EXCERPT TO READ
╔══
Usage in Model Card is incorrect
There are several problems. The code imports AutoFeatureExtractor but uses AutoProcessor.processor = AutoProcessor.from_pretrained("facebook/w2v-bert-2.0")
does not work because it is not present on huggingface OSError: Can't load tokenizer for 'facebook/w2v-bert-2.0'. If you were trying to load it from 'https://huggingface.co/models', make sure you don't have a local directory with the same name. Otherwise, make sure 'facebook/w2v-bert-2.0' is the correct path to a directory containing all relevant files for a Wav2Vec2CTCTokenizer tokenizer.
Using AutoFeatureExtractor works though.
from transformers import AutoFeatureExtractor, Wav2Vec2BertModel
import torch
from datasets import load_dataset
dataset = load_dataset("hf-internal-testing/librispeech_asr_demo", "clean", split="validation")
dataset = dataset.sort("id")
sampling_rate = dataset.features["audio"].sampling_rate
processor = AutoProcessor.from_pretrained("facebook/w2v-bert-2.0")
model = Wav2Vec2BertModel.from_pretrained("facebook/w2v-bert-2.0")
# audio file is decoded on the fly
inputs = processor(dataset[0]["audio"]["array"], sampling_rate=sampling_rate, return_tensors="pt")
with torch.no_grad():
outputs = model(**inputs)
╚══
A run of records
╔══
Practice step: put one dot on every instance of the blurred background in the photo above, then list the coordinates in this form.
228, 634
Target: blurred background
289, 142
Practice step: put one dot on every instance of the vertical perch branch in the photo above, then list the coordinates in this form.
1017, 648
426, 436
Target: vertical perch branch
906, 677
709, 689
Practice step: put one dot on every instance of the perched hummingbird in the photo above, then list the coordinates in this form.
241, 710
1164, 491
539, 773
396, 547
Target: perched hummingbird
╚══
╔══
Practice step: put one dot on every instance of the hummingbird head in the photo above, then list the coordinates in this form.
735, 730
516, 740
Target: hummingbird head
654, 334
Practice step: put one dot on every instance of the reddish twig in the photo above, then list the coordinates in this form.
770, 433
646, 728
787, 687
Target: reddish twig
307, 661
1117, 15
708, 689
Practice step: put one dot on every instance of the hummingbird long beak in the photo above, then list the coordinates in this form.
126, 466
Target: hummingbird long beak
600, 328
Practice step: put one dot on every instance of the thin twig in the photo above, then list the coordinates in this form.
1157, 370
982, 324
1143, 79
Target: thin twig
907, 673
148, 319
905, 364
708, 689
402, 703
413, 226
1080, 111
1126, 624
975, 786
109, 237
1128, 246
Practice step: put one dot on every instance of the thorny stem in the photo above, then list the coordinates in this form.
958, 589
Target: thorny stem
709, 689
╚══
ACTIONS TO TAKE
**1.** Summarize the model card post in two sentences.
**2.** Display every line in the rows that contains the word "branch", treating case as significant.

SOLUTIONS TO THE PROBLEMS
**1.** The model card's usage code is incorrect because it imports AutoFeatureExtractor but then uses AutoProcessor. Loading "facebook/w2v-bert-2.0" with AutoProcessor fails with an OSError saying the tokenizer can't be loaded, while AutoFeatureExtractor works.

**2.**
Practice step: put one dot on every instance of the vertical perch branch in the photo above, then list the coordinates in this form.
Target: vertical perch branch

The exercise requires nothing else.